---------- Task inputs ----------

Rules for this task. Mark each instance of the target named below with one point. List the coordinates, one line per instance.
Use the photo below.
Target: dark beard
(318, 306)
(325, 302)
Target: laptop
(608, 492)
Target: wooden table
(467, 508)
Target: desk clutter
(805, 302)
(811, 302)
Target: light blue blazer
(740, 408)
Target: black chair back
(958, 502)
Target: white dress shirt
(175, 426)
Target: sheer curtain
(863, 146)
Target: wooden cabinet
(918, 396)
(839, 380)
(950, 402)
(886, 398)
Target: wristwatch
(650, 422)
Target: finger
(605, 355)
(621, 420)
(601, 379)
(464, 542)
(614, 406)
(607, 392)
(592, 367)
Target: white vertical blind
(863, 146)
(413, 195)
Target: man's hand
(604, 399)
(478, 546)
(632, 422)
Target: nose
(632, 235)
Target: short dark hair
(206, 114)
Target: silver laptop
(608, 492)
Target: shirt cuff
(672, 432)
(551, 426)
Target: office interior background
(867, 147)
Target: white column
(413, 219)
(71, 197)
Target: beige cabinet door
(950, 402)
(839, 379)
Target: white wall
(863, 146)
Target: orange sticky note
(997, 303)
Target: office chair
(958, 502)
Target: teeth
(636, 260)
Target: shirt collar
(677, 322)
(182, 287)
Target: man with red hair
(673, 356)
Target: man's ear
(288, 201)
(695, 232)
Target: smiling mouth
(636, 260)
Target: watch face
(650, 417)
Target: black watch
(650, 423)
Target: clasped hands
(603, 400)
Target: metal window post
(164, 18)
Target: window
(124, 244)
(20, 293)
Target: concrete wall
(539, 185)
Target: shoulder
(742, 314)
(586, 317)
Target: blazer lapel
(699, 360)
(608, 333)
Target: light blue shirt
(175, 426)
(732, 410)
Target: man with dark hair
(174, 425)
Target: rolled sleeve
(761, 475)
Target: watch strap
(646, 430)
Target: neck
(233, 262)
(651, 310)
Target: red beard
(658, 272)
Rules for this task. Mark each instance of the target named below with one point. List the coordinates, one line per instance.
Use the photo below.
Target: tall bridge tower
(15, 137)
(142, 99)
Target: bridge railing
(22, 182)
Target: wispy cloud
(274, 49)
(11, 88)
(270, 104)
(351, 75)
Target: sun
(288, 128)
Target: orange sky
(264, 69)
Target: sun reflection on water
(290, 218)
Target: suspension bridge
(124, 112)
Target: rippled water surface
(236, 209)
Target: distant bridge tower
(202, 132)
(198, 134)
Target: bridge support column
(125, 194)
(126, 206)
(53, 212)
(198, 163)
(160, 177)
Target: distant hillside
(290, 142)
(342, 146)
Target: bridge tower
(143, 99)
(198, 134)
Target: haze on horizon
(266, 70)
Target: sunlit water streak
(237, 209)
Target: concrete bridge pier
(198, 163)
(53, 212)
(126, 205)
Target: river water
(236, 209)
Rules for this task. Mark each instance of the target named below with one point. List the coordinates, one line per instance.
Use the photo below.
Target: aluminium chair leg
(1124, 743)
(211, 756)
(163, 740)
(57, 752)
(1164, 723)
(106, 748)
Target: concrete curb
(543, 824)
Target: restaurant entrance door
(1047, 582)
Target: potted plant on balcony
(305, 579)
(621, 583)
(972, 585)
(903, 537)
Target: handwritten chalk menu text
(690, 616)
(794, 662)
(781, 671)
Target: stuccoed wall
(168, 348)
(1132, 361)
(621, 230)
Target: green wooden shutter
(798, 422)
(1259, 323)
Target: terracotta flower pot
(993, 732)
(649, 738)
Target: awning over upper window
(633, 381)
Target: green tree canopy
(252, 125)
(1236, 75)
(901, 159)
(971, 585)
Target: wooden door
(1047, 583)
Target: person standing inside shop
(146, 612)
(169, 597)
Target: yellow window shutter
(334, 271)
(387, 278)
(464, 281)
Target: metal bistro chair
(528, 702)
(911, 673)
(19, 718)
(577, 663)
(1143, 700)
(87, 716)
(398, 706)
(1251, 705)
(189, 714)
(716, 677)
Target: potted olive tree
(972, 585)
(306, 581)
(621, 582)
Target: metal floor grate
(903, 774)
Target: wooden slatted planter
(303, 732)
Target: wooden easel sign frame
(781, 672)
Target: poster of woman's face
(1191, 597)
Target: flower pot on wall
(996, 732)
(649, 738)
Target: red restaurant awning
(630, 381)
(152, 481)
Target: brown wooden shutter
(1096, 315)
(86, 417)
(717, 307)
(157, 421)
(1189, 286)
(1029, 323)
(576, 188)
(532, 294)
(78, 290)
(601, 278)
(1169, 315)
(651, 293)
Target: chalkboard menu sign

----------

• Work to complete
Rewrite all of the records above, changing every occurrence of "wooden table" to "timber table" and leaving everything else untouched.

• Result of this task
Rules for this task. Mark each instance of the target named below with one point. List the coordinates, one line per instance.
Use the photo below.
Target: dark beard
(318, 306)
(325, 302)
Target: laptop
(608, 492)
Target: timber table
(467, 508)
Target: desk clutter
(805, 302)
(811, 302)
Target: light blue blazer
(740, 408)
Target: black chair back
(958, 502)
Target: white dress shirt
(175, 426)
Target: sheer curtain
(863, 146)
Target: wooden cabinet
(918, 396)
(839, 380)
(950, 402)
(886, 398)
Target: wristwatch
(650, 422)
Target: finger
(605, 355)
(621, 420)
(601, 379)
(464, 542)
(614, 406)
(607, 392)
(592, 367)
Target: white vertical blind
(863, 146)
(413, 195)
Target: man's hand
(604, 399)
(478, 546)
(632, 422)
Target: nose
(632, 235)
Target: short dark hair
(206, 114)
Target: silver laptop
(608, 492)
Target: shirt cuff
(672, 432)
(551, 426)
Target: office interior background
(867, 147)
Target: white column
(413, 219)
(71, 197)
Target: beige cabinet door
(950, 402)
(839, 379)
Target: white wall
(863, 146)
Target: orange sticky note
(997, 303)
Target: office chair
(958, 502)
Target: teeth
(636, 260)
Target: shirt collar
(677, 322)
(182, 287)
Target: man with red hair
(673, 356)
Target: man's ear
(288, 201)
(695, 232)
Target: smiling mouth
(636, 260)
Target: watch face
(650, 417)
Target: black watch
(650, 423)
Target: clasped hands
(603, 400)
Target: metal window post
(164, 18)
Target: window
(124, 244)
(20, 293)
Target: concrete wall
(539, 185)
Target: shoulder
(742, 314)
(586, 317)
Target: blazer lapel
(699, 360)
(608, 333)
Target: light blue shirt
(175, 426)
(732, 410)
Target: man with dark hair
(174, 425)
Target: rolled sleeve
(761, 475)
Target: watch strap
(646, 430)
Target: neck
(233, 262)
(651, 310)
Target: red beard
(658, 272)
Rules for this task. Mark each instance of the target named below with one point. List the coordinates, one line per instance.
Use the photo below.
Target: tall bridge tower
(15, 137)
(142, 99)
Target: bridge railing
(22, 182)
Target: wispy cloud
(274, 49)
(11, 88)
(270, 104)
(351, 75)
Target: sun
(288, 128)
Target: orange sky
(264, 69)
Target: sun reflection on water
(290, 218)
Target: suspension bridge
(124, 112)
Target: rippled water surface
(236, 209)
Target: distant bridge tower
(202, 132)
(198, 134)
Target: bridge support column
(125, 194)
(126, 206)
(53, 212)
(198, 163)
(160, 177)
Target: distant hillside
(290, 142)
(342, 146)
Target: bridge tower
(143, 99)
(198, 134)
Target: haze on horizon
(266, 70)
Target: sunlit water streak
(237, 209)
Target: concrete bridge pier
(198, 163)
(53, 212)
(126, 205)
Target: river water
(236, 209)
Rules for this task. Mark each instance of the target named below with one point. List the coordinates, one line per instance.
Use the photo below.
Target: aluminium chair leg
(1124, 743)
(211, 756)
(163, 740)
(57, 752)
(1164, 723)
(106, 748)
Target: concrete curb
(543, 824)
Target: restaurant entrance door
(1047, 582)
Target: potted plant on balcony
(305, 579)
(621, 583)
(972, 585)
(903, 537)
Target: handwritten chalk menu text
(690, 616)
(794, 662)
(781, 671)
Target: stuccoed wall
(168, 348)
(1132, 361)
(621, 230)
Target: green wooden shutter
(798, 422)
(1259, 323)
Target: terracotta flower pot
(993, 732)
(649, 738)
Target: awning over upper window
(633, 381)
Target: green tree canopy
(252, 125)
(1236, 75)
(901, 159)
(971, 585)
Target: wooden door
(1047, 583)
Target: person standing inside shop
(146, 612)
(169, 597)
Target: yellow window shutter
(334, 271)
(387, 278)
(464, 281)
Target: metal bistro chair
(528, 702)
(911, 673)
(19, 718)
(577, 663)
(1143, 700)
(87, 716)
(398, 706)
(1251, 705)
(189, 714)
(716, 677)
Target: potted olive tree
(972, 585)
(306, 581)
(621, 582)
Target: metal floor grate
(903, 774)
Target: wooden slatted planter
(303, 732)
Target: wooden easel sign frame
(781, 672)
Target: poster of woman's face
(1191, 597)
Target: flower pot on wall
(996, 732)
(649, 738)
Target: red restaurant awning
(630, 381)
(152, 481)
Target: brown wooden shutter
(1096, 315)
(86, 417)
(717, 307)
(157, 421)
(1189, 286)
(1029, 323)
(576, 188)
(532, 294)
(78, 290)
(601, 278)
(1169, 315)
(651, 293)
Target: chalkboard menu sign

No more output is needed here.